It is often said, even by those who have worked closely with him, that Starmer has no politics. Some have identified Starmerism as a purely technocratic project, a perception reinforced by the Labour leader’s appointment of the Whitehall veteran Sue Gray as his chief of staff. Others characterise it as crude Blairism: pro-business, deferential to markets, irrevocably hostile to the left. The truth is that Starmerism is more intriguing and distinctive.

Through my conversations with shadow cabinet ministers, past and present Labour aides and think-tank leaders, three intellectual pillars emerge: one focused on ethics (the common good), one on economics (“securonomics”), and one on geopolitics (“progressive realism”).

But do they amount to a coherent vision?

1. The common good

“The two sources of what I believe to be right and good are family and work,” Keir Starmer said in his 2021 Labour conference speech. He spoke of how his toolmaker father gave him a “deep respect for the dignity of work”. Starmer does not usually reference philosophers in speeches, but his words recalled those of Michael Sandel, the Harvard philosopher, whom Starmer interviewed for a 2014 BBC Radio 4 programme, Can Time Run Out for Justice?.

In his 2020 book The Tyranny of Merit: What’s Become of the Common Good?, Sandel explores the idea of the “dignity of work”, arguing that it has the potential to “morally invigorate our public discourse, and move us beyond the polarised politics that four decades of market faith and meritocratic hubris have bequeathed”.

Some, such as Daniel Chandler, the author of the recent book Free and Equal, have argued that the philosophy of John Rawls should shape Starmerism. In Rawls’s 1971 work A Theory of Justice, the late US philosopher imagined a just society devised by individuals from behind a “veil of ignorance” – not knowing their own class, wealth, talents or any other personal characteristics. In these conditions, they would, he concluded, adopt what he called “the difference principle”: social and economic inequalities are only justified if they are of “the greatest benefit to the least advantaged”.

The idea has had a long intellectual afterlife, but it is far too abstract for Starmerism.

“Keir’s politics are lived politics, in my experience of him; they come from his experience, firstly, of his family – many intellectuals deny how important that is,” Claire Ainsley, Starmer’s former director of policy, told me.

In contrast to Rawls, Sandel emphasised those “loyalties and convictions” that are “inseparable from understanding ourselves as the particular persons we are – as members of this family or community or nation or people”.

There is a similarly communitarian quality to Starmerism, not least in its attitude towards class. While New Labour heralded a post-class era – “I want to make you all middle class,” declared Tony Blair in 1999 – Starmer speaks of working-class pride, and shame. He has lamented the failure of the previous Labour government to “eradicate the snobbery that looks down on vocational education” and to “drain the well of disrespect that this creates”.

When I recently interviewed Sandel, he praised Starmer as part of a wave of centre-left leaders who have broken with the post-class politics of the “third way”, the doctrine championed by Tony Blair and Bill Clinton in the late 1990s.
----
### WHAT YOU WILL DO
(A) According to the essay on Starmerism, whom did Starmer interview for a 2014 BBC Radio 4 program?
(B) For each statement, say whether the essay on Starmerism agrees with it, and quote the words that decide it: (i) Starmer's father worked as a toolmaker. (ii) Sue Gray was appointed as Starmer's director of policy. (iii) Rawls's A Theory of Justice appeared in 1971.
(C) Pick up the essay on Starmerism after its final sentence and keep writing.
This data comes from a different source than the essay on Starmerism.

(Photo-based point labeling data)
----
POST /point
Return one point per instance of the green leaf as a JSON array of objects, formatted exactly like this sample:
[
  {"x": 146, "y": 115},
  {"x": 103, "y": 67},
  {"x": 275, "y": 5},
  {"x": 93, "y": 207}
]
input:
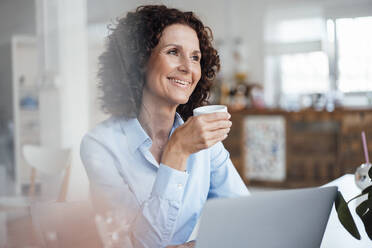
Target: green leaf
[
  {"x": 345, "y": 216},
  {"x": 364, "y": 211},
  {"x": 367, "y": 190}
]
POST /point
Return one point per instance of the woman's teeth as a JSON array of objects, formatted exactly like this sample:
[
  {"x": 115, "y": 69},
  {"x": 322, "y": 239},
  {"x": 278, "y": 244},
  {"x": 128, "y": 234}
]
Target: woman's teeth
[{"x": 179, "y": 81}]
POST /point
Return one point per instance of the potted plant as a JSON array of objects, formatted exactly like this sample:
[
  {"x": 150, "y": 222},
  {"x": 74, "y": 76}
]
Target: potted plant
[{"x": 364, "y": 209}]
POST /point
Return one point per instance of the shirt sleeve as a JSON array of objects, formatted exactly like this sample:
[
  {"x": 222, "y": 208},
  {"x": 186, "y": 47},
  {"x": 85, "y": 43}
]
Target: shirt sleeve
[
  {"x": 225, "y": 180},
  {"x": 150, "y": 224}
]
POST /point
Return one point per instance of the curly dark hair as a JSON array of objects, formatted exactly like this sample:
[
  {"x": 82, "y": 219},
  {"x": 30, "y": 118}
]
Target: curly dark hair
----
### FINAL RESULTS
(A) Michael Sandel, the Harvard philosopher.

(B)
(i) Yes: "his toolmaker father"
(ii) No: "the Whitehall veteran Sue Gray as his chief of staff"
(iii) Yes: "In Rawls’s 1971 work A Theory of Justice"

(C)
“Olaf Scholz in Germany, Joe Biden in the United States and Keir Starmer in Britain are all emphasising the dignity of work,” said Sandel. “Not only this, they all seem to be aware of the fact that centre-left leaders in recent decades have lost credibility with working people to a striking degree.

“And this is connected to an attempt to address the resentment and sense of grievance of working people who feel elites look down on them… Scholz, Biden and Starmer seem keenly aware that what has alienated working-class voters, apart from inequality and wage stagnation, is the lack of respect, the lack of social recognition and esteem from well-educated, credentialled elites.”

Jon Cruddas, who has previously been critical of Starmer, writing that he “often seems detached from his own party”, also speaks of a decisive shift in Labour’s outlook under Starmer.

“They’ve decided to do something which is very radical, which is to re-establish Labour as the authentic party of working-class people,” Cruddas told me. “That sounds self-evident, but it’s not self-evident because over the last 30 years, both on the Labour left and right, there have been elements that say the working class is on the wrong side of history; it’s disappearing and technological upheaval means that it offers diminishing returns as a political project.

“Starmer seems to be quite confidently embracing the working class as the political agent that Labour needs.”

Starmerism is distinct from both the liberal individualism of the free-market right and the post-work utopianism of the radical left (which has advocated universal basic income as an alternative to the traditional goal of full employment). It derives political meaning from enduring institutions and values. “Keir understands what belonging means in terms of family, nation and community,” said Ainsley, the author of the New Working Class.

There are tentative echoes here of Blue Labour, the political faction that came to prominence in the aftermath of the party’s 2010 general election defeat. Starmer, its founder Maurice Glasman told me, was “at the gates of the kingdom but had yet to enter”.

Sandel praised Starmer’s communitarian ethos: “The centre left has made a mistake in recent decades by allowing the right to have a monopoly on the language of family, community and patriotism. These need not be conservative ideas. The centre left should present its own vision of what it means to honour them, to reconnect with its own traditions of solidarity, mutual obligation and care.”

When Starmer, a devoted football fan, speaks of the values encouraged by the game – teamwork, sportsmanship, community – you are reminded of the great Scottish Liverpool manager Bill Shankly’s declaration that “the socialism I believe in is everyone working for each other, everyone having a share of the rewards. It’s the way I see football, the way I see life.” But how do these ethics translate into economics?

2. Securonomics

“The era of big government is over,” declared Bill Clinton in his 1996 State of the Union address. Over the years that followed, this belief was accepted as an incontrovertible truth by Western parties of both the centre left and the centre right. The state would still fund essential public services, but it would no longer direct the economy in any meaningful sense.

“I hear people say we have to stop and debate globalisation,” Tony Blair said in his speech to the 2005 Labour Party conference. “You might as well debate whether autumn should follow summer.”

As an economic project, Starmerism unambiguously rejects such assumptions. It views the state as an agent that shapes markets rather than simply fixing them.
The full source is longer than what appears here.